- WHAT TO WORK ON:
Copy each entry as it stands, leaving nothing out.

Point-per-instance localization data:
• • •
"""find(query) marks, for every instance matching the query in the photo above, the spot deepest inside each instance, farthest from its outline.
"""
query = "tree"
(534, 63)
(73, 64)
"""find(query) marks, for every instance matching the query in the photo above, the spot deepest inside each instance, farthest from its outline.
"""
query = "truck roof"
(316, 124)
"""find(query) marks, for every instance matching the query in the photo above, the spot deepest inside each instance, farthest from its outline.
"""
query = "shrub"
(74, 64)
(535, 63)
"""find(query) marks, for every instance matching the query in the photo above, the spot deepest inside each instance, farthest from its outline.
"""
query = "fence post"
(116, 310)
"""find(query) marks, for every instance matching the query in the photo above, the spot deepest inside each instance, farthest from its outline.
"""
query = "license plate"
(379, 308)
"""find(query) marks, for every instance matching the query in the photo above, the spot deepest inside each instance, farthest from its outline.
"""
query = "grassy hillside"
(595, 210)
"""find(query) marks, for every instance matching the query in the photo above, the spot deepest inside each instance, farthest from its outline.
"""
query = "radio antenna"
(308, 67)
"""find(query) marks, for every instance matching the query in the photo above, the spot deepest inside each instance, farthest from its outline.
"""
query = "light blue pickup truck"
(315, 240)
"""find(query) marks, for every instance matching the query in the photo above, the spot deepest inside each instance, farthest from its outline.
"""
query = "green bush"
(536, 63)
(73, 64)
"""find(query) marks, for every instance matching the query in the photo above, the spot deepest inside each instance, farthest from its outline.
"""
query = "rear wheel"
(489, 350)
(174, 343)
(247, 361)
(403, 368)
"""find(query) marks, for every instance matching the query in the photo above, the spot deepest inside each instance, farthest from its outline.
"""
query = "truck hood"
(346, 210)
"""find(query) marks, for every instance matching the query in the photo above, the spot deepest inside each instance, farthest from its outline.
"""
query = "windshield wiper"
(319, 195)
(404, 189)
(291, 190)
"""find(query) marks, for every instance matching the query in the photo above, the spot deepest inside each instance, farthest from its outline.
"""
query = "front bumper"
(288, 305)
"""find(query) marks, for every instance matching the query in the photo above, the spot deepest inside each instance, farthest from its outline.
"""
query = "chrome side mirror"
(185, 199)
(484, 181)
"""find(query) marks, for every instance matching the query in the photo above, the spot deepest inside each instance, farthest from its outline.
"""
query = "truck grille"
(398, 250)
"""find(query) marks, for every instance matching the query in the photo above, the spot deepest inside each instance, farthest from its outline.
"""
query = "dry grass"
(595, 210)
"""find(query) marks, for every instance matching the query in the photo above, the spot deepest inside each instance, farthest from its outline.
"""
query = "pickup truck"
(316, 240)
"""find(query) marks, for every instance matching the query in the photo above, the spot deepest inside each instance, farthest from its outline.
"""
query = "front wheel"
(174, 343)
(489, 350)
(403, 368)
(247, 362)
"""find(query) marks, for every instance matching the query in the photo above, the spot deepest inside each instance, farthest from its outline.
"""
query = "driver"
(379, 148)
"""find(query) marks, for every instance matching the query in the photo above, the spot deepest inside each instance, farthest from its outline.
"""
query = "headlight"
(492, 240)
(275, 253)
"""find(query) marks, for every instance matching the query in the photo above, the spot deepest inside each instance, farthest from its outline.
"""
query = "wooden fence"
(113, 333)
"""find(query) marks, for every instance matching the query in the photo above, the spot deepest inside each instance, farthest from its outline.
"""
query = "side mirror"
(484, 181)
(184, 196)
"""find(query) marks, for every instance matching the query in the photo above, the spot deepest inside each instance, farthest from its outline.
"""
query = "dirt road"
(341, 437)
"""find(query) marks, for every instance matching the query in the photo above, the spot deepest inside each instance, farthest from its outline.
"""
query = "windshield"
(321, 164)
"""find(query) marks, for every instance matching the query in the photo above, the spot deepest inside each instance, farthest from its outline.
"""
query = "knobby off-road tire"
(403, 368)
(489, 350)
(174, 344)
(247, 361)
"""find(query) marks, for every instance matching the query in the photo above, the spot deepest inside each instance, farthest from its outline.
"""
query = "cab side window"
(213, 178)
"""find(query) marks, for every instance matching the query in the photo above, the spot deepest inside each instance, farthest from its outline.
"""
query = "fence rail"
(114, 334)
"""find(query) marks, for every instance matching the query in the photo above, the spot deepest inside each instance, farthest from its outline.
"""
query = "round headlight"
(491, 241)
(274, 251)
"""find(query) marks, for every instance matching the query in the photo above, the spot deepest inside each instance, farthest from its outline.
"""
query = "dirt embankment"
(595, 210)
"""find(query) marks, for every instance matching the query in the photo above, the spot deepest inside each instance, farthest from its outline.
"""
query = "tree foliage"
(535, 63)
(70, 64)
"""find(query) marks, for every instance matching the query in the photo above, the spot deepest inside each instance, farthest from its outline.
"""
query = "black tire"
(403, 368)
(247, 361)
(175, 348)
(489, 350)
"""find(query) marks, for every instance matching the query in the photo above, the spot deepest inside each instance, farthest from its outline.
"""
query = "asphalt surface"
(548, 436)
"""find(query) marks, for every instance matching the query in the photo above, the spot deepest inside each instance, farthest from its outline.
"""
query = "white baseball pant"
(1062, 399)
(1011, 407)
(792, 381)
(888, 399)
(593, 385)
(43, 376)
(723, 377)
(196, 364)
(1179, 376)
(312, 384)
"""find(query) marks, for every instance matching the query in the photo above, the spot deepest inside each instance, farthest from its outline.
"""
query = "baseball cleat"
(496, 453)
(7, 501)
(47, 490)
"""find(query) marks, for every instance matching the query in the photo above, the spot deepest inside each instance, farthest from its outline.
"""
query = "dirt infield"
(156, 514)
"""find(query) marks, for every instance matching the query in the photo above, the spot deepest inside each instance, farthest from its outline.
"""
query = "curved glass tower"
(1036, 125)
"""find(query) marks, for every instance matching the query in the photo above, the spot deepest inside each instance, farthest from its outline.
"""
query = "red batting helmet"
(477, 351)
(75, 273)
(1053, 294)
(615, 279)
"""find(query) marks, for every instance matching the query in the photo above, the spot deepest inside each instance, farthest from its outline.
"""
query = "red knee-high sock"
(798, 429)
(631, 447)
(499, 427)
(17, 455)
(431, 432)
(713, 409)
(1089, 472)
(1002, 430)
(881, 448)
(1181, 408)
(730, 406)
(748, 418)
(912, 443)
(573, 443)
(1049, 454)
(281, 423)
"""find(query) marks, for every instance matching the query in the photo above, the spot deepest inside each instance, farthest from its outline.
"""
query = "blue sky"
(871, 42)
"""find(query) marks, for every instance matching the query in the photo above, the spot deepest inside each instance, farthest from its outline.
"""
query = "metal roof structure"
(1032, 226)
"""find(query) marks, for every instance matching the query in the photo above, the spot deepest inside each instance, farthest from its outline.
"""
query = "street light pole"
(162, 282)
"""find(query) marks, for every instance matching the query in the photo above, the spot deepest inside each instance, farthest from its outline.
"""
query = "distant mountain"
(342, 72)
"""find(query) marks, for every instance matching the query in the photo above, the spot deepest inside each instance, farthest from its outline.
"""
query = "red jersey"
• • •
- ANSWER SECTION:
"""find(query) marks, for every instance matching the query in the photo above, the spot deepest inside each instance, farthest from its outline.
"""
query = "tree"
(534, 63)
(73, 64)
"""find(query) marks, for every instance matching the query in the photo above, the spot deepest inside each instance, farthest from its outline.
"""
query = "truck roof"
(316, 124)
"""find(query) marks, for every instance matching the query in the photo above, the spot deepest inside each instance, farthest from its outline.
"""
query = "shrub"
(74, 64)
(535, 63)
"""find(query) marks, for every instance matching the query in the photo above, the spot deepest inside each instance, farthest from its outline.
"""
query = "fence post"
(116, 310)
"""find(query) marks, for every instance matching the query in the photo above, the spot deepest inside each instance, farthest from its outline.
"""
query = "license plate"
(379, 308)
"""find(query) marks, for every instance matching the query in the photo above, the spot deepest inside each instance, farthest from its outline.
"""
query = "grassy hillside"
(595, 210)
"""find(query) marks, for every instance matching the query in the photo above, the spot deepest inside each instance, farthest from its outline.
"""
query = "radio antenna"
(308, 67)
"""find(query) marks, for every instance matching the query in the photo above, the spot deepest inside each instance, farthest from its outline.
"""
query = "light blue pickup truck"
(315, 240)
"""find(query) marks, for every instance matching the query in the photo above, the spot deepest inside each instance, farthest from its outline.
"""
query = "green bush"
(536, 63)
(73, 64)
"""find(query) marks, for every instance matching the query in the photo above, the spot deepest inside each instance, farthest from its outline.
"""
query = "rear wheel"
(489, 350)
(174, 343)
(247, 361)
(403, 368)
"""find(query) marks, for every instance matching the query in the photo above, the spot deepest inside each instance, farthest from its outline.
"""
query = "truck hood"
(346, 210)
"""find(query) marks, for every instance matching the query in the photo above, the spot deepest inside each instance, farthest from its outline.
"""
query = "windshield wiper"
(319, 195)
(404, 189)
(291, 190)
"""find(query) marks, for every instance matching the query in the photo above, the spot deepest inside each instance, farthest from its outline.
"""
query = "front bumper"
(288, 305)
"""find(query) marks, for every instance matching the query in the photo above, the spot deepest inside each instance, farthest from its outline.
"""
query = "chrome side mirror"
(185, 199)
(484, 181)
"""find(query) marks, for every instance matching the query in the photo above, the spot deepest inside each instance, farthest from its outline.
"""
query = "truck grille"
(398, 250)
"""find(query) marks, for every instance matching the query in the photo above, the spot deepest inside each instance, farthest from its outline.
"""
query = "dry grass"
(595, 210)
"""find(query) marks, for every instance matching the query in the photo above, the spot deepest inside each instance, farthest from its outline.
"""
query = "pickup truck"
(316, 240)
"""find(query) marks, for every instance matching the query in the photo above, the spot deepest inside each instance, farthest from its outline.
"""
query = "front wheel"
(174, 343)
(489, 350)
(403, 368)
(247, 362)
"""find(query) marks, for every instance matching the query in the photo above, the spot deepest inside each instance, farthest from its outline.
"""
query = "driver"
(379, 148)
"""find(query) marks, for every instance matching the query in the photo above, the spot deepest inside each instance, farthest from its outline.
"""
query = "headlight"
(492, 240)
(275, 253)
"""find(query) marks, for every instance matching the query in the photo above, the spot deepest inside each instance, farthest from its outline.
"""
query = "wooden fence"
(113, 333)
"""find(query) marks, for every instance matching the query in the photo above, the spot deepest inside each instance, farthest from its outline.
"""
query = "side mirror"
(484, 181)
(184, 196)
"""find(query) marks, for every instance matching the query in the photo above, the spot deepest inside each instance, farthest from its outline.
"""
query = "dirt road"
(341, 437)
"""find(query) marks, for every instance matching the query in the photo above, the spot deepest inside each instance, farthest from its outline.
"""
query = "windshield"
(321, 164)
"""find(query) marks, for every instance matching the query in the photo above, the spot deepest inside each instance, farthest from its outline.
"""
query = "knobby off-road tire"
(403, 368)
(489, 350)
(174, 344)
(247, 361)
"""find(query) marks, for every instance matching the query in the photo above, the spot deepest inside each instance, farthest from its outline.
"""
query = "cab side window"
(213, 178)
"""find(query) marks, for every instance matching the query in the photo above, the spot deepest inside each instance, farthest from its outline.
"""
query = "fence rail"
(114, 334)
"""find(query) marks, for every instance matching the query in the photo above, the spot deepest inside each instance, farthest from its outline.
"""
query = "round headlight"
(491, 241)
(274, 251)
"""find(query) marks, for every instance matching the query in the photo above, the spot deepest inside each instance, farthest from its outline.
"""
query = "dirt embankment"
(595, 210)
"""find(query) marks, for every instance matching the query in the photo above, the spot deepest inside each instance, farthest from its outline.
"""
query = "tree foliage"
(535, 63)
(70, 64)
"""find(query) marks, for every instance matching the query in the photo above, the spot deepest inside each instance, farthest from its outline.
"""
query = "black tire"
(403, 368)
(247, 361)
(175, 348)
(489, 350)
"""find(query) marks, for every instance matching the query in the photo above, the spot deepest inside each instance, farthest from its outline.
"""
query = "asphalt surface"
(548, 436)
"""find(query) marks, for every instance matching the query in the photo above, the spot deepest inside each instance, farthest from its outline.
"""
query = "white baseball pant"
(1062, 399)
(1011, 407)
(792, 381)
(888, 399)
(593, 385)
(43, 376)
(723, 377)
(196, 364)
(1179, 376)
(312, 384)
"""find(query) marks, for every instance matching the query in the photo above, the spot deepest inside each instance, farthest from its outline.
"""
query = "baseball cleat"
(496, 453)
(7, 501)
(47, 490)
"""find(query) marks, for every instance matching the query in the photo above, the spot deepest inside each instance, farthest from its outline.
"""
query = "dirt infield"
(156, 514)
"""find(query) marks, for every instance matching the query in the photo above, the spot deepest inside each instance, farthest from its outline.
"""
query = "curved glass tower"
(1036, 125)
"""find(query) marks, for every instance matching the query in the photo above, the spot deepest inside each instance, farthest from its outline.
"""
query = "red batting helmet"
(477, 351)
(75, 273)
(1053, 294)
(615, 279)
"""find(query) marks, for every instance matching the query in the photo above, the spot deepest inside each instance, farthest from its outline.
"""
query = "red knee-high sock"
(798, 429)
(631, 447)
(499, 427)
(17, 455)
(431, 432)
(713, 409)
(1089, 472)
(1002, 430)
(881, 448)
(1181, 408)
(730, 406)
(748, 418)
(912, 443)
(573, 443)
(1049, 454)
(281, 423)
"""find(query) marks, for every instance matching the query in the photo above, the spot deepest inside each instance, farthest from its outline.
"""
query = "blue sky"
(871, 42)
"""find(query) marks, for every instance matching the query in the photo above, the spot deepest inside each instance, farthest from its outline.
"""
query = "metal roof structure"
(1032, 226)
"""find(query) marks, for every instance matching the query in the photo above, the spot deepest inside each instance, farthest from its outline.
"""
query = "street light pole"
(162, 282)
"""find(query) marks, for every instance matching the query in the photo above, the spot deepest inside each instance, farthest from its outline.
"""
query = "distant mountain"
(342, 72)
"""find(query) marks, for every instance matching the query in the photo above, the spot deepest inside each instance, farthest from its outline.
"""
query = "red jersey"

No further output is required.